--- RECORDS FOR THE EXERCISE Enclosed Below ---
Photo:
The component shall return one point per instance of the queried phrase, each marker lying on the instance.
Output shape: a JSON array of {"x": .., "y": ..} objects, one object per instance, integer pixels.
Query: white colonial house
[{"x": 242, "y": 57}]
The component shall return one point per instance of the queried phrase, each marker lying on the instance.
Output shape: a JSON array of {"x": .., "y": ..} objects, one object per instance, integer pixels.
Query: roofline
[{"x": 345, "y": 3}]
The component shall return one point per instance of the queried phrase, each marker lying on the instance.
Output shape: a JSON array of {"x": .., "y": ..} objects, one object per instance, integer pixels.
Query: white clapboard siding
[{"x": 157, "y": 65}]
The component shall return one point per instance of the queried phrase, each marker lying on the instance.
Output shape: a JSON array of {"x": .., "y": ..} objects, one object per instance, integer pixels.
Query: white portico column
--- End of Enclosed RECORDS FOR THE EXERCISE ---
EXERCISE: Go through the data and return every record exactly.

TASK OUTPUT:
Photo:
The component shall return one point per instance of the queried phrase, each marker lying on the instance.
Output shape: a JSON array of {"x": .., "y": ..} objects, one object per instance, integer pixels.
Query: white colonial house
[{"x": 242, "y": 57}]
The component shall return one point per instance of the queried phrase, each marker lying on the instance.
Output shape: a JSON array of {"x": .., "y": ..} objects, one object per instance, integer pixels.
Query: roofline
[{"x": 345, "y": 3}]
The component shall return one point per instance of the queried phrase, each marker lying on the instance.
Output shape: a JSON array of {"x": .., "y": ..} objects, one object per instance, integer pixels.
Query: white clapboard siding
[{"x": 157, "y": 65}]
The component shall return one point per instance of the queried phrase, each marker lying on the instance.
Output shape: a JSON array of {"x": .., "y": ..} objects, one object per instance, integer pixels.
Query: white portico column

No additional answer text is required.